### THE TASK:
Find every line in the lines below that contains the word "ball" and copy each one. Case counts.

★ ★ ★ ★

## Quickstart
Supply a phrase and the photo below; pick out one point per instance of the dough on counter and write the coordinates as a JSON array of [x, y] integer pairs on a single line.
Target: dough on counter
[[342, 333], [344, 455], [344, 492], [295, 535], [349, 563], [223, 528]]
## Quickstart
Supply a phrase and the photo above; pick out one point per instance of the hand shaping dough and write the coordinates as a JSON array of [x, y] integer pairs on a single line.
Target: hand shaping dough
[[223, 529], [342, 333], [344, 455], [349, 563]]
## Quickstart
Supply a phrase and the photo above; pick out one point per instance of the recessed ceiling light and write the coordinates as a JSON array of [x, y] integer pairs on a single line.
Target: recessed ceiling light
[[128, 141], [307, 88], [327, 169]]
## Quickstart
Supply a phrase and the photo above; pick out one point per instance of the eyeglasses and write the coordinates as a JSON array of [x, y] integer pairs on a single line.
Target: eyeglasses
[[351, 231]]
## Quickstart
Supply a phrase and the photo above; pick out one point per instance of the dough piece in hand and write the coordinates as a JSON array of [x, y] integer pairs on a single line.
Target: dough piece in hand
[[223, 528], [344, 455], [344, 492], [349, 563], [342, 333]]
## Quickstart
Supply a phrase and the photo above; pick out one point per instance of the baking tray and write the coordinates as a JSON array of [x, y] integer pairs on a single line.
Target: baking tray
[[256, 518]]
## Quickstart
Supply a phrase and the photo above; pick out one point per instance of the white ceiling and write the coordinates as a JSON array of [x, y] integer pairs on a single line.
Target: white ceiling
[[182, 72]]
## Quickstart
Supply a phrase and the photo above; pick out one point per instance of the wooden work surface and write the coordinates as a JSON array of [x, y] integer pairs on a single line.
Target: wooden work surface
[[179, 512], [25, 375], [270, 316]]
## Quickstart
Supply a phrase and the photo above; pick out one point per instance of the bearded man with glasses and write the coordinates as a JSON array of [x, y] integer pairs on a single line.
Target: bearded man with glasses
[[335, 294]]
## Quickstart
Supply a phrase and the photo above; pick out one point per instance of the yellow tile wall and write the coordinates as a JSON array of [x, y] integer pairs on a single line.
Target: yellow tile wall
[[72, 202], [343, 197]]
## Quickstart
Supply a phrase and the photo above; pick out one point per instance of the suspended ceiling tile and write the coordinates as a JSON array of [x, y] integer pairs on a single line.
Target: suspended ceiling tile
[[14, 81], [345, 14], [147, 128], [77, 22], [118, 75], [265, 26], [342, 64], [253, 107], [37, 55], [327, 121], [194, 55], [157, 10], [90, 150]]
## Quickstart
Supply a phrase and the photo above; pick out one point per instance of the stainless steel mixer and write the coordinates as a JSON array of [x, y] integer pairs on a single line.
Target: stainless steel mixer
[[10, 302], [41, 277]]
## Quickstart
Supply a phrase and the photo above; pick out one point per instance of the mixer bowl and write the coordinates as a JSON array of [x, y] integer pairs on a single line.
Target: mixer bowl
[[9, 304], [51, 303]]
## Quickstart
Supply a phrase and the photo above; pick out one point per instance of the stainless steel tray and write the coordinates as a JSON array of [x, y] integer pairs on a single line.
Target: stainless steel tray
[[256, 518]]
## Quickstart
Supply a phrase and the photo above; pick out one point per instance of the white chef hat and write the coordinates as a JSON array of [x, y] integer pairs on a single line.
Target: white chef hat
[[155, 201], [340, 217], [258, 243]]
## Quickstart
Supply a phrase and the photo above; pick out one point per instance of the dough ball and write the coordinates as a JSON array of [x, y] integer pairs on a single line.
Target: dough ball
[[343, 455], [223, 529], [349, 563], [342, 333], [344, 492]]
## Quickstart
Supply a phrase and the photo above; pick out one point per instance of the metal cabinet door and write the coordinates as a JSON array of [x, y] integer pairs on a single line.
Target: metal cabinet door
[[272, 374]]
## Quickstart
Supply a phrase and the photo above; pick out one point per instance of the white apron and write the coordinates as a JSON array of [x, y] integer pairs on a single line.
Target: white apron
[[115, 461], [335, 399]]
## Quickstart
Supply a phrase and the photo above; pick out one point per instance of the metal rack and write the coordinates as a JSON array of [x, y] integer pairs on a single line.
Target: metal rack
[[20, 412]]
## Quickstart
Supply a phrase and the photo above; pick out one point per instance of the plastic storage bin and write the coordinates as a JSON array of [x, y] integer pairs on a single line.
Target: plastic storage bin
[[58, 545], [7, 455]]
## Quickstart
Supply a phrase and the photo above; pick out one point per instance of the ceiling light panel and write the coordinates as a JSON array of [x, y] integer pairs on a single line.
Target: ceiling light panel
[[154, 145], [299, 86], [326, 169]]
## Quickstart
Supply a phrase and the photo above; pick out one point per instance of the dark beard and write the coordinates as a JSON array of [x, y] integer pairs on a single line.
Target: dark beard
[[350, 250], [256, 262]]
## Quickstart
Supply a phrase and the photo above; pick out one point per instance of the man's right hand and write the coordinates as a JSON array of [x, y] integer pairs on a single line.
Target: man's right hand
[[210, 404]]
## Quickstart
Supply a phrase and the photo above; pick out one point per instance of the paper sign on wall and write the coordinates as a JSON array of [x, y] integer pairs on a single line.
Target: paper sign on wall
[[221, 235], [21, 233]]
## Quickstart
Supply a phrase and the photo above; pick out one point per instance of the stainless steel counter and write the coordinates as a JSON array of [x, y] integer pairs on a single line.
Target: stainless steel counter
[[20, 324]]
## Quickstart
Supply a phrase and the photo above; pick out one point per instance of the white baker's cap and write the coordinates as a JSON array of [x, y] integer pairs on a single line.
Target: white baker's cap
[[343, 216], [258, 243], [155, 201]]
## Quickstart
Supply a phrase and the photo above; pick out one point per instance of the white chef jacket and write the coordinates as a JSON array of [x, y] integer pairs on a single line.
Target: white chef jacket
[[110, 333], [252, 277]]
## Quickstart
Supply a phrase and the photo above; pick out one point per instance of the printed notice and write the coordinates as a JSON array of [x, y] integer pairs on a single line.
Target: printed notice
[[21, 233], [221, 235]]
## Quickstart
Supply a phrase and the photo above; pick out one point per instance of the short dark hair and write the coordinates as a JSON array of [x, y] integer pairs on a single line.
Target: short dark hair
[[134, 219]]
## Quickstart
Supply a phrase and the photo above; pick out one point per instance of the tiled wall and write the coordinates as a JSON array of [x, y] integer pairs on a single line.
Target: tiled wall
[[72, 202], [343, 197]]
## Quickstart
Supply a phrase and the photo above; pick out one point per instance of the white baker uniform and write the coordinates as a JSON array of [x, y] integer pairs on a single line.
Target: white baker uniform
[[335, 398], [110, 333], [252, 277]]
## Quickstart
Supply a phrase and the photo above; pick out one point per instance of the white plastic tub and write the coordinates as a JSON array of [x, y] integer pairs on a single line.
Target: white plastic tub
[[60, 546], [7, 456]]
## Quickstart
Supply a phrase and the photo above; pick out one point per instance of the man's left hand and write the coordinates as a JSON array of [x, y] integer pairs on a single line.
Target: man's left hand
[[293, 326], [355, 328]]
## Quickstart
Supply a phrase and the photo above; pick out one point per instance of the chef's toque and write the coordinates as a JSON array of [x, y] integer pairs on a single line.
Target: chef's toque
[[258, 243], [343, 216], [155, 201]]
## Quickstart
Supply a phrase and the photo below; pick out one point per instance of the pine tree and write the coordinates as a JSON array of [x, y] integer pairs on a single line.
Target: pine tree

★ ★ ★ ★

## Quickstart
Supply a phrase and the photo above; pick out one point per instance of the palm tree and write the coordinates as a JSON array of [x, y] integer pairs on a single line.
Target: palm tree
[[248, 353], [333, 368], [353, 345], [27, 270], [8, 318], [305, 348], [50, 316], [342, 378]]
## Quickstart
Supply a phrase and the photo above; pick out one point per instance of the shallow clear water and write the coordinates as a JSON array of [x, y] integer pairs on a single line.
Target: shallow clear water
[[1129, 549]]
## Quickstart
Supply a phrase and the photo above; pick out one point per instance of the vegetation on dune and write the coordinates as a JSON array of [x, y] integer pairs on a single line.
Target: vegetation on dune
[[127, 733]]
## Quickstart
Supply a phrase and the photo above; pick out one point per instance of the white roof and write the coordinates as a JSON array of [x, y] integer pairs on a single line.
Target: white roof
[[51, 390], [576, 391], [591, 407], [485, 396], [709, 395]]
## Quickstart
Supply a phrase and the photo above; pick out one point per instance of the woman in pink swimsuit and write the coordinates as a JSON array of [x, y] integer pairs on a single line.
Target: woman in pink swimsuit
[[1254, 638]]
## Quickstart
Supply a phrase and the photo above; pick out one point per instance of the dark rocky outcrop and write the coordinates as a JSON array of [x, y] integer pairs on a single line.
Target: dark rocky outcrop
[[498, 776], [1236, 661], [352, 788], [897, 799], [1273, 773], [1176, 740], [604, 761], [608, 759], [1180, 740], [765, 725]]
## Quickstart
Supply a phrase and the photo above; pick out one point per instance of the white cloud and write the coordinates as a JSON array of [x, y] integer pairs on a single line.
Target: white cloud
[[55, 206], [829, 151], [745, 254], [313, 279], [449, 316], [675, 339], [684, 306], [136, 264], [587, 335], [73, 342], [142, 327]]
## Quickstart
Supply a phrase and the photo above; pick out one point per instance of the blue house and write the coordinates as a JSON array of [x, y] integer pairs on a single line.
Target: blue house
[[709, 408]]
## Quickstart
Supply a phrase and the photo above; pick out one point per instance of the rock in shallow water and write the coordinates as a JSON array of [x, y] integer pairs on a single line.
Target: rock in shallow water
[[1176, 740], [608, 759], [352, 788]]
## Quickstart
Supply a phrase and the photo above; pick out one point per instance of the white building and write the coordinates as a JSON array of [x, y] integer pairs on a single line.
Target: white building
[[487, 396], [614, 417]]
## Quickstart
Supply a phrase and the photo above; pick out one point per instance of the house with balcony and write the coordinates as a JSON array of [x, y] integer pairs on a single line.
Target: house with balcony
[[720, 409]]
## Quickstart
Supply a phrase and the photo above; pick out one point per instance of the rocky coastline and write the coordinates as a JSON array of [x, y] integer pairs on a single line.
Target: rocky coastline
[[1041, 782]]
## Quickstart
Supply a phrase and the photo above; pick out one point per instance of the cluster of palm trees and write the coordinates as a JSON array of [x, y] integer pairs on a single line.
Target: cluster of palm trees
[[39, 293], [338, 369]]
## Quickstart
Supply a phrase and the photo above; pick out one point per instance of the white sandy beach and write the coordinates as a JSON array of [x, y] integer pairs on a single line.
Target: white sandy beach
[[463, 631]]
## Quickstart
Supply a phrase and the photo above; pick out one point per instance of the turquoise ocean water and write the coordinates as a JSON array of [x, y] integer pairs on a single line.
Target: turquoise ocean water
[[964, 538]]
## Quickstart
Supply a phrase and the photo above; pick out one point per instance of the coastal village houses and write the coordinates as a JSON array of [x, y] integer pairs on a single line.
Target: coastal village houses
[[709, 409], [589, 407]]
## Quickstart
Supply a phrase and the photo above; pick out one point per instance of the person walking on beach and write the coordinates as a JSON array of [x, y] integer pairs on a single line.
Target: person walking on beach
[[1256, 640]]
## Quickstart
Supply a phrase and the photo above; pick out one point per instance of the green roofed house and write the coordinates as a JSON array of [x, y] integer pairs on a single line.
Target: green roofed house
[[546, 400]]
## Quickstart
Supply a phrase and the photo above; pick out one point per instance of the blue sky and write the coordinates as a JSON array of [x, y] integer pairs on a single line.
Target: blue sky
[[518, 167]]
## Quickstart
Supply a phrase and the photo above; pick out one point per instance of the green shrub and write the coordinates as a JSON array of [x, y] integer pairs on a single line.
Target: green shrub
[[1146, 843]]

★ ★ ★ ★

### ANSWER TO THE TASK:
Supply a phrase and the photo above; pick out one point per instance of the dough ball and write the coordinates as a JSON array of [x, y] integer pairs on a single line.
Target: dough ball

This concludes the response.